## Begin TEXT
# This code is a part of the Democratising Archival X-ray Astronomy (DAXA) module.
# Last modified by David J Turner (turne540@msu.edu) 23/10/2024, 12:47. Copyright (c) The Contributors
import os
from random import randint
import numpy as np
from astropy.units import Quantity, UnitConversionError
from daxa import NUM_CORES
from daxa.archive import Archive
from daxa.exceptions import NoDependencyProcessError
from daxa.process.chandra._common import ciao_call, _ciao_process_setup
[docs]
@ciao_call
def deflare(obs_archive: Archive, method: str = 'sigma', allowed_sigma: float = 3.0, min_length: int = 3,
time_bin_size: Quantity = Quantity(200, 's'), lc_lo_en: Quantity = Quantity(500, 'eV'),
lc_hi_en: Quantity = Quantity(7000, 'eV'), num_cores: int = NUM_CORES, disable_progress: bool = False,
timeout: Quantity = None):
"""
The DAXA wrapper for the Chandra CIAO task 'deflare', which attempts to identify good time intervals with minimal
soft-proton flaring. Both ACIS and HRC observations will be processed by this function.
This function does not generate final event lists, but instead is used to create good-time-interval files
which are then applied to the creation of final event lists, along with other user-specified filters.
:param Archive obs_archive: An Archive instance containing a Chandra mission instance. This function will fail
if no Chandra missions are present in the archive.
:param str method: The method for the flare-removal tool to use; default is 'sigma', and the other option
is 'clean'.
:param float allowed_sigma: For method='sigma', this will control which parts of the lightcurve (anything more than
sigma standard deviations from the mean); for method='clean' this controls which data are used to calculate
the mean count-rate. Default is 3.0.
:param int min_length: The minimum number of consecutive time bins that pass the count-rate filtering performed
by the 'sigma' method before a good-time-interval (GTI) is declared. Default is 3.
:param Quantity time_bin_size: Sets the size of the time bin that will be used to generate a light curve for
the deflaring method to work with. Default is 200 seconds.
:param Quantity lc_lo_en: The lower energy bound for the light curve used for soft proton flaring
identification in ACIS data, it will be ignored for HRC due to the limited energy resolution. Default
is 0.5 keV.
:param Quantity lc_hi_en: The upper energy bound for the light curve used for soft proton flaring
identification in ACIS data, it will be ignored for HRC due to the limited energy resolution. Default
is 7.0 keV.
:param int num_cores: The number of cores to use, default is set to 90% of available.
:param bool disable_progress: Setting this to true will turn off the CIAO generation progress bar.
:param Quantity timeout: The amount of time each individual process is allowed to run for, the default is None.
Please note that this is not a timeout for the entire process, but a timeout for individual
ObsID-Inst processes.
## End TEXT
## Begin MATERIAL SUPPLIED
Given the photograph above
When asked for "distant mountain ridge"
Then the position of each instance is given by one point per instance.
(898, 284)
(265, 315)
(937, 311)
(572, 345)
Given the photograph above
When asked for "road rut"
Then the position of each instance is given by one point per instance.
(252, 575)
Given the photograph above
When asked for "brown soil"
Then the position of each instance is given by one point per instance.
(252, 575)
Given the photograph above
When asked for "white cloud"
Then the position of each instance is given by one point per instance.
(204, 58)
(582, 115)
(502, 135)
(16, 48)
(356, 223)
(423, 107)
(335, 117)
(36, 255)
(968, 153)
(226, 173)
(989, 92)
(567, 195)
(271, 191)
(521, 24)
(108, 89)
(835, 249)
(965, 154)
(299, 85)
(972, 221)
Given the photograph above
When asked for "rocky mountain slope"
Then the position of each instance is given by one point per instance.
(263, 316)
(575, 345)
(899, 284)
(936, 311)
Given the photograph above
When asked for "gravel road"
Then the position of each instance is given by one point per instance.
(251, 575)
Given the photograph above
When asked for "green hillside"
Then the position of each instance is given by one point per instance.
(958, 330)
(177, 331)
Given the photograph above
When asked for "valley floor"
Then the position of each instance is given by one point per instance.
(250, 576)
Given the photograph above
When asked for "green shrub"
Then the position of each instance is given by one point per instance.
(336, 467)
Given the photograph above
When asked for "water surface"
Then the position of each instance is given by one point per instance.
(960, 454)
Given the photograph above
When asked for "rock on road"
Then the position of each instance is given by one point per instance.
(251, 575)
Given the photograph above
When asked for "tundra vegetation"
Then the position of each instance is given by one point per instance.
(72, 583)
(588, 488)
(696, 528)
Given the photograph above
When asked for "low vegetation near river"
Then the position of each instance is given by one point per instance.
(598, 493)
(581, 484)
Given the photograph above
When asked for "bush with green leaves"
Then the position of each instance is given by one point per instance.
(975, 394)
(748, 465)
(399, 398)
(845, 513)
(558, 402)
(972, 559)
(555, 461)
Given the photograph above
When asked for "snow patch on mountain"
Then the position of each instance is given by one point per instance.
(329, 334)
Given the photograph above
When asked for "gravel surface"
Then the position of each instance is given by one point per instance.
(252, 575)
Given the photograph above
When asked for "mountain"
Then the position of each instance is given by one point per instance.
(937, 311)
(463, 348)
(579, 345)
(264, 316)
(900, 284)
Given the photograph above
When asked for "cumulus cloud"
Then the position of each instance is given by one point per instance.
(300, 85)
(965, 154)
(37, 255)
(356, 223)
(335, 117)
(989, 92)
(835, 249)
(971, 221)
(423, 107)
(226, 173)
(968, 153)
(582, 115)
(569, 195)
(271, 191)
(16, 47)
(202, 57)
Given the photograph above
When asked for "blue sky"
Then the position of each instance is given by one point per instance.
## End MATERIAL SUPPLIED
PROBLEMS AND TASKS:
A) In the deflare code, which parameters of the deflare function are declared with the type Quantity? List them all.
B) Reproduce verbatim the portion of the deflare code that begins at the words "The DAXA wrapper" and ends after the words "in the archive.".

OUTPUTS BY TASK:
A) time_bin_size, lc_lo_en, lc_hi_en, timeout

B)
The DAXA wrapper for the Chandra CIAO task 'deflare', which attempts to identify good time intervals with minimal
soft-proton flaring. Both ACIS and HRC observations will be processed by this function.
This function does not generate final event lists, but instead is used to create good-time-interval files
which are then applied to the creation of final event lists, along with other user-specified filters.
:param Archive obs_archive: An Archive instance containing a Chandra mission instance. This function will fail
if no Chandra missions are present in the archive.